TEXT PROVIDED:

Guest Post

How to implement asynchronous replication in Apache Pulsar

David Kjerrumgaard explains how asynchronous replication works in Apache Pulsar for those still learning to use this platform as part of their data backup strategy.

David Kjerrumgaard, Manning PublicationsGuest Contributor

Published: 18 Dec 2020

This article, which was excerpted from Appendix B of Apache Pulsar in Action, discusses asynchronous replication patterns in Apache Pulsar and how to implement them. Follow this link and take 35% off Apache Pulsar in Action in all formats by entering "ttkjerrumgaard" into the discount code box at checkout.

Asynchronous geo-replication patterns

With asynchronous replication, Pulsar provides tenants a great degree of flexibility for customizing their replication strategies. That means that an application is able to set up active-active and full-mesh replication, active-standby replication and aggregation replication across multiple data centers. Let's take a quick look at how to implement each of these patterns inside of Apache Pulsar.

Multi-active geo-replication

Asynchronous geo-replication is controlled on a per-tenant basis in Pulsar. This means geo-replication can only be enabled between clusters when a tenant has been created that allows access to all of the clusters involved. In order to configure Multi-Active Geo-Replication, you need to specify which clusters a tenant has access to via the pulsar-admin CLI, as shown in Listing 1, which shows the command to create a new tenant and grant it permission to access the us-east and us-west clusters only.

Listing 1. Granting tenant access to clusters

$ /pulsar/bin/pulsar-admin tenants create customers \    #A
  --allowed-clusters us-west,us-east \    #B
  --admin-roles test-admin-role

#A Create a new tenant named customers
#B Grant the tenant permission to access these 2 clusters only.

Now that the tenant has been created, we need to configure the geo-replication at the namespace level. Therefore, we will first need to create the namespace using the pulsar-admin CLI tool and then assign the namespace to a cluster -- or multiple clusters -- using the set-clusters command as shown in Listing 2.

Listing 2. Assigning a namespace to a cluster

$ /pulsar/bin/pulsar-admin namespaces create customers/orders

$ /pulsar/bin/pulsar-admin namespaces set-clusters customers/orders \
  --clusters us-west,us-east,us-central

By default, once replication is configured between two or more clusters as shown in Listing 2, all of the messages published to topics inside the namespace in one cluster are asynchronously replicated to all the other clusters in the list. Therefore, the default behavior is effectively full-mesh replication of all the topics in the namespace with messages getting published in multiple directions. When you only have two clusters, then the default behavior can be thought of as an active-active cluster configuration, where the data is available on both clusters to serve clients, and in the event of a single cluster failure, all of the clients can be redirected to the remaining active cluster without interruption.

Figure 1 bi-directional replication — Figure 1. The default behavior is full-mesh geo-replication between all clusters. Messages published to a topic in the namespace to the us-east cluster will be forwarded to both the us-west and us-central clusters.

Besides full-mesh (active-active) geo-replication, there are a few other replication patterns you can use. Another common one for disaster recovery is the active-standby replication pattern.

Active-standby geo-replication

In this situation, you are looking to keep an up-to-date copy of the cluster at a different geographical location so that you can resume operations in the event of a failure with a minimal amount of data loss or recovery time.

PROVIDED MATERIAL:
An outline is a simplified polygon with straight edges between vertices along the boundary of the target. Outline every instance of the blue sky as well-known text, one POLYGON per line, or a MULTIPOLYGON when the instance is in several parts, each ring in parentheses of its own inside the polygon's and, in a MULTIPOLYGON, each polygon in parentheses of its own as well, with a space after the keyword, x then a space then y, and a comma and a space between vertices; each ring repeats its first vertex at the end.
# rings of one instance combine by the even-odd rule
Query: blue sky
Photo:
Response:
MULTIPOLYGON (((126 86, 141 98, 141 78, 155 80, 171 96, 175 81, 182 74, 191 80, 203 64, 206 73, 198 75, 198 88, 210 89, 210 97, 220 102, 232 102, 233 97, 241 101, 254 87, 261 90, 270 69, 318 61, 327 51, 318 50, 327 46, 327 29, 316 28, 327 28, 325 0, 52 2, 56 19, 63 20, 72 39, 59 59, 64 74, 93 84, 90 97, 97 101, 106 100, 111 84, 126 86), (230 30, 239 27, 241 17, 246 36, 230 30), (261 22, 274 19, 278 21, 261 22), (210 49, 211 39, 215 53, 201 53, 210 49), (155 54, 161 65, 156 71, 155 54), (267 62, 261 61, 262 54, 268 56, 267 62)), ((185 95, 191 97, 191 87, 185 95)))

WHAT IS EXPECTED: Write the next part of the Apache Pulsar replication text, beginning right after its final sentence about active-standby geo-replication. The lines that come next are separate material and have no connection to the text on Pulsar replication.

EXPECTED ANSWER:
Since Pulsar doesn't provide a means for specifying one-way replication of namespaces, the only way to accomplish this configuration is by restricting the clients to a single cluster known as the "active" cluster and having them all failover to the standby cluster only in the event of a failure. Typically, this can be accomplished via a load balancer or other network-level mechanism that makes the transition transparent to the clients, as shown in Figure 2. Pulsar clients publish messages to the active cluster which are then replicated to the standby cluster for backup.

Figure 2 active-standby scenario — Figure 2. You can use asynchronous geo-replication to implement an active-standby scenario where all of the data within a given namespace is forwarded to a cluster that will be used only in the event of a failure.

As you may have noticed, the replication of the Pulsar data will still be done bidirectionally, which means that the us-west cluster will attempt to send the data it receives during the outage to the us-east cluster. This might be problematic if the failure is related to one or more components within the Pulsar cluster, or the network for the us-east cluster is unreachable, etc. Therefore, you should consider adding selective replication code inside your Pulsar producers to prevent the us-west cluster from attempting to replicate messages to the us-east cluster, which is most likely dead.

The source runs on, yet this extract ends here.